§ **TASK TO COMPLETE**
Everything from the line containing "Task: indicate the sheep" to the end of the records must be restated word for word, and nothing else.

§ **DATA FOR THIS TASK**
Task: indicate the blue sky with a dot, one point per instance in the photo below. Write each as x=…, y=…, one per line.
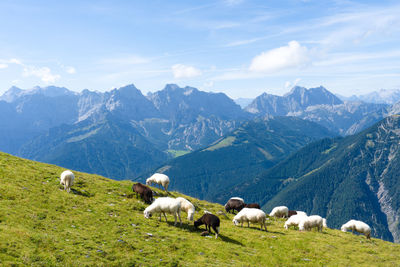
x=240, y=47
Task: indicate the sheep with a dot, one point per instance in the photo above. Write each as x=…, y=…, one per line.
x=67, y=179
x=144, y=192
x=291, y=213
x=357, y=226
x=160, y=179
x=307, y=223
x=210, y=220
x=238, y=198
x=250, y=215
x=187, y=207
x=233, y=204
x=252, y=205
x=324, y=223
x=162, y=205
x=294, y=220
x=281, y=211
x=301, y=213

§ **PROBLEM SOLUTION**
Task: indicate the sheep with a dot, one point per instance in the photo above. Write each as x=…, y=…, one per line.
x=67, y=179
x=144, y=192
x=291, y=213
x=357, y=226
x=160, y=179
x=307, y=223
x=210, y=220
x=238, y=198
x=250, y=215
x=187, y=207
x=233, y=204
x=252, y=205
x=324, y=223
x=162, y=205
x=294, y=220
x=281, y=211
x=301, y=213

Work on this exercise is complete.